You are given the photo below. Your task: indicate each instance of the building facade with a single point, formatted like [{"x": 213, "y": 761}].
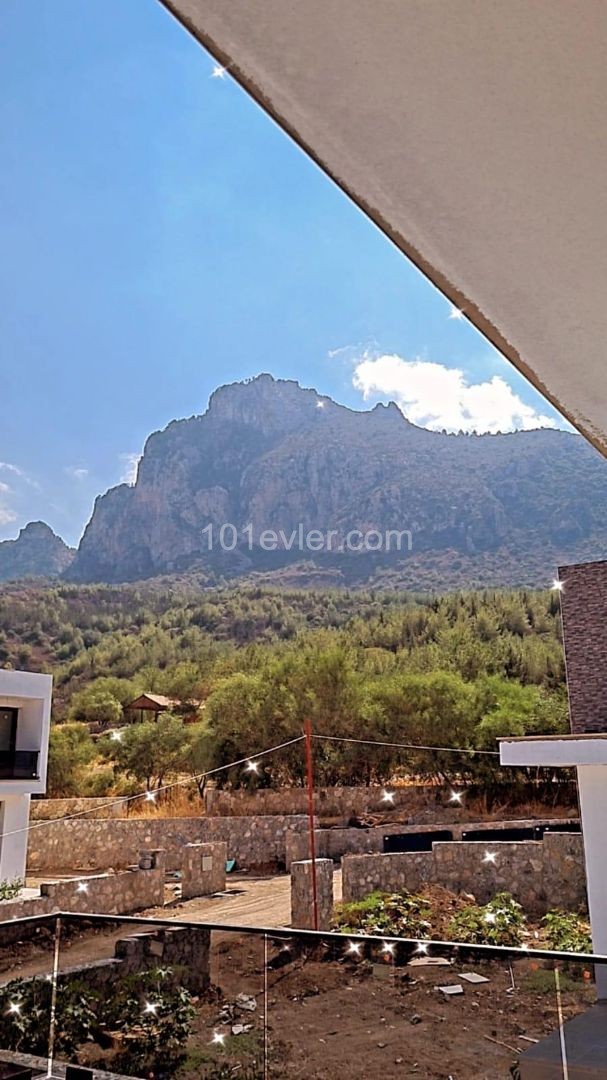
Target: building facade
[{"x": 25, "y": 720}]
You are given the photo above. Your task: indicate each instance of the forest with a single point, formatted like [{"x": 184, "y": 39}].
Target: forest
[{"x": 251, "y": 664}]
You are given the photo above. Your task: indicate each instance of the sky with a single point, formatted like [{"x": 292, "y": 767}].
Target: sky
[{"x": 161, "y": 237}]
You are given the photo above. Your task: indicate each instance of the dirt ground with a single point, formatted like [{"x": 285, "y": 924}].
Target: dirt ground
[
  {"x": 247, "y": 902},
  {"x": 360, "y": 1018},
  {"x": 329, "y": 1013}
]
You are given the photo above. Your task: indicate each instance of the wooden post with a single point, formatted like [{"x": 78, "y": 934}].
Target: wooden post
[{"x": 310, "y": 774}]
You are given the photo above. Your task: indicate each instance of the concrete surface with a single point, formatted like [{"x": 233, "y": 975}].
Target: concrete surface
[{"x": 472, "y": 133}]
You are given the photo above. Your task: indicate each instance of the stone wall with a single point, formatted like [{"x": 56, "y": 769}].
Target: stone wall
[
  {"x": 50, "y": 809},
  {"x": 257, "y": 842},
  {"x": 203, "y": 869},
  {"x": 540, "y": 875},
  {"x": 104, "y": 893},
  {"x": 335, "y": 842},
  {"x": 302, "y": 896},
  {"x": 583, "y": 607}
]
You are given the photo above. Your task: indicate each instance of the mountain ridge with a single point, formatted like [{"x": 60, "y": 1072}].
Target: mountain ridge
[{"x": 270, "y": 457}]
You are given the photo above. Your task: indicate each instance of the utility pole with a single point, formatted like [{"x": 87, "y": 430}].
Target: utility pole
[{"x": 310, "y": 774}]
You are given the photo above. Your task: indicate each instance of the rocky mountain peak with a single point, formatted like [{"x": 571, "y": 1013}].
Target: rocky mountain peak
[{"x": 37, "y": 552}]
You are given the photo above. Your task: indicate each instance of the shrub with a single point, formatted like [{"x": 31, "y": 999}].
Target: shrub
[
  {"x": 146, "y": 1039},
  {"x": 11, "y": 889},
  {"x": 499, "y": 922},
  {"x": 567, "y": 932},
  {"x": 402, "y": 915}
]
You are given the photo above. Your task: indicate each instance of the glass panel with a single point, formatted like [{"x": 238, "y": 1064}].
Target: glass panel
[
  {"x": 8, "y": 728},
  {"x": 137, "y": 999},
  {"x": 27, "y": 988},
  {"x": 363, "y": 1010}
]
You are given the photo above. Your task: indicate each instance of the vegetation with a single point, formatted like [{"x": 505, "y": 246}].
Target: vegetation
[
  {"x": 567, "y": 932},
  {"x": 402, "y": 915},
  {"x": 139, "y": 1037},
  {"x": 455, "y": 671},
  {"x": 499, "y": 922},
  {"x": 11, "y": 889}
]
——
**WORK INSTRUCTION:**
Would you set down the material exactly as it stands, without the pictures?

**YOUR RESPONSE:**
You are given the photo below. Your task: indicate each instance of the building facade with a single point, formatted like [{"x": 213, "y": 761}].
Target: building facade
[{"x": 25, "y": 720}]
You are given the photo above. Your task: indicate each instance of the forest with a single point, formatted like [{"x": 184, "y": 39}].
Target: forest
[{"x": 251, "y": 664}]
You are given the photo above. Your task: indicate each instance of the sky with a single point, formatted like [{"x": 292, "y": 767}].
Target: sky
[{"x": 161, "y": 237}]
You are given the photo above. Your task: indicate each instance of the dirt ground with a single point, formatted like [{"x": 285, "y": 924}].
Target: dirt ground
[
  {"x": 247, "y": 902},
  {"x": 360, "y": 1018},
  {"x": 329, "y": 1013}
]
You are given the photo above. Your task: indicate each instance of the wooden post with a single point, formatted like [{"x": 78, "y": 934}].
Target: wooden post
[{"x": 310, "y": 774}]
You are given the photo above. Your task: indicate each instance of the concrete surface with a single point, formatted like [{"x": 233, "y": 975}].
Target: concrete surface
[{"x": 472, "y": 133}]
You are given the photo above. Your task: indicate each instance of the stone wall with a single point, formatted like [{"x": 56, "y": 769}].
Target: stone wall
[
  {"x": 50, "y": 809},
  {"x": 257, "y": 842},
  {"x": 203, "y": 869},
  {"x": 540, "y": 875},
  {"x": 104, "y": 893},
  {"x": 335, "y": 842},
  {"x": 302, "y": 896},
  {"x": 583, "y": 607}
]
You are given the photo above. Your task: indicate each instance of the mountain ridge with a single point, formatted like [{"x": 60, "y": 1072}].
Target: mountain ridge
[{"x": 270, "y": 457}]
You are given the photo above. Your task: indicate each instance of the utility pole with a single point, formatted like [{"x": 87, "y": 430}].
Target: utility pole
[{"x": 310, "y": 774}]
You are given the photo above. Your task: indicate each instance of the rocky mountain peak with a single point, formatted like [{"x": 571, "y": 1013}].
Target: rocky mountain peak
[{"x": 37, "y": 552}]
You are given the photo above. Your task: indicate each instance of the shrub with a single point, formatted like [{"x": 31, "y": 999}].
Target: shrub
[
  {"x": 146, "y": 1039},
  {"x": 11, "y": 889},
  {"x": 499, "y": 922},
  {"x": 567, "y": 932},
  {"x": 402, "y": 915}
]
You are given the photo above. Your task: indicate each instance of the glass panel with a single point, formatted like [{"x": 238, "y": 1064}].
Target: glass panel
[
  {"x": 8, "y": 728},
  {"x": 137, "y": 999},
  {"x": 27, "y": 988},
  {"x": 363, "y": 1010}
]
You are given the photo above. Your task: indicate each instance of the vegetation with a single point, formatted like [{"x": 505, "y": 246}].
Target: vegetation
[
  {"x": 567, "y": 932},
  {"x": 402, "y": 915},
  {"x": 139, "y": 1037},
  {"x": 455, "y": 671},
  {"x": 499, "y": 922},
  {"x": 11, "y": 889}
]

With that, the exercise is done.